#### Problem requirements:
All entries below are to be reproduced precisely as they stand, without the pictures.

Photo-based referring expression data
------

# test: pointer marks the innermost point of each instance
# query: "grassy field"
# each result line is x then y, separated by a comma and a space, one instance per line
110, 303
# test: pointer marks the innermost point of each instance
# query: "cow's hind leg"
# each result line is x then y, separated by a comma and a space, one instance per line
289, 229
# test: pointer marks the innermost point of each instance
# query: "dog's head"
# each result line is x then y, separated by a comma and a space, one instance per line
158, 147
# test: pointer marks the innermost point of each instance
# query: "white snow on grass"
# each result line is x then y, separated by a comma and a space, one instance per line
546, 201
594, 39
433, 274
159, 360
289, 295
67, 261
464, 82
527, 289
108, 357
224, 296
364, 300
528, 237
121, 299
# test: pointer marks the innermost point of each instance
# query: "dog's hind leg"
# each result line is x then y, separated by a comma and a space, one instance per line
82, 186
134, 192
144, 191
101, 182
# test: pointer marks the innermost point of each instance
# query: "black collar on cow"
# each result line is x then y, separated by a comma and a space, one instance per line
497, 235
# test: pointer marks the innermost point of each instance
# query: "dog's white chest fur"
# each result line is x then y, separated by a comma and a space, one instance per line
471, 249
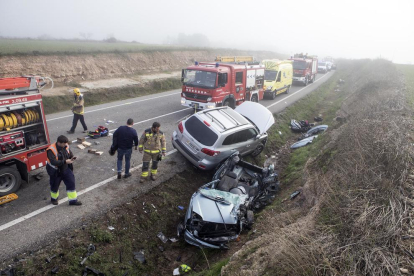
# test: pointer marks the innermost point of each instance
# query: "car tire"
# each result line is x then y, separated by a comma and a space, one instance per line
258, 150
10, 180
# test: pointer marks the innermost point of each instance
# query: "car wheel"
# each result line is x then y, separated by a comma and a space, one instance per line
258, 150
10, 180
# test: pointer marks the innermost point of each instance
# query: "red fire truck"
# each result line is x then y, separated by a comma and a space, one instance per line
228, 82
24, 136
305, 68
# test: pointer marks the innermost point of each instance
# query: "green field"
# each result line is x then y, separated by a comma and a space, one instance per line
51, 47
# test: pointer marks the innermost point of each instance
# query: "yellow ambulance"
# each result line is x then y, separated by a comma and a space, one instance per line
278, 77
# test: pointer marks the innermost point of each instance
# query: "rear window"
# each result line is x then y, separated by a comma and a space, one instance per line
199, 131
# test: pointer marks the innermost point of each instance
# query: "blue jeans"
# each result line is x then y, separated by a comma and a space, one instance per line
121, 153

------

#### Response to this task:
# test: pointer marks the innermost point of each instance
# query: "grassy field"
# each result line is x then y, separated by a comma and a space, one instance per line
110, 303
# test: pointer marks the innermost point of each instance
# query: "cow's hind leg"
# each result line is x then y, separated by a comma and a space, one instance per line
289, 229
# test: pointer marks the innermost point of each instance
# query: "dog's head"
# each result line is x then y, separated by a comma and a space, one instance per line
158, 147
# test: pointer marks the innermost point of each instance
# query: "white snow on grass"
# each result line is x then y, separated by a comma and a space, one instance per line
546, 201
594, 39
433, 274
159, 360
289, 295
67, 261
464, 82
527, 289
108, 357
224, 296
364, 300
528, 237
121, 299
# test: pointer marks the innermost point of each instance
# query: "dog's hind leg"
# each result line is x then y, separated by a comma and a space, one instance per line
82, 186
134, 192
144, 191
101, 182
# test: pointer marks the innermost point of each instance
# query: "black collar on cow"
# each result line is x then y, separated by a comma and a space, one instance per line
497, 235
# test: pointer marks the innermost point of each instance
# query: "dog's white chest fur"
# each result line is x then y, separated by a comma and a space, one instance per line
471, 249
# test: pointer marks the innermost point of each instance
# query: "car tire"
# each result line is x then y, separated by a comma and a space, one instance per line
258, 150
10, 180
# test: pointer marks the innermost point of each instance
# query: "car wheel"
# each result line is x then y, separated by a comma and a space, one instance per line
258, 150
10, 180
# test: pointer marks the innermost point of each instance
# query: "red fire truck"
# each result line is x then y, separated by a comma and a space, one instance per line
228, 82
24, 136
305, 68
# test: pointer marks the innermost point of each instance
# query: "green field"
# each result line is x then y, separated by a comma and a space, one instance per line
51, 47
# test: pointer marks the innermost point of each instance
# query: "yellow ambulance"
# each result line is x then y, separated by a comma and a space, one instance per line
278, 77
# test: pointer marks the innermost point of each instance
# query: "rear window"
# each result line is x then y, separated by a comma and a space, one instance per line
199, 131
# test: pointer marks the innermost point of each instance
# query: "blue jeans"
# each result line is x then y, separated by a comma and a space, one instance per line
121, 153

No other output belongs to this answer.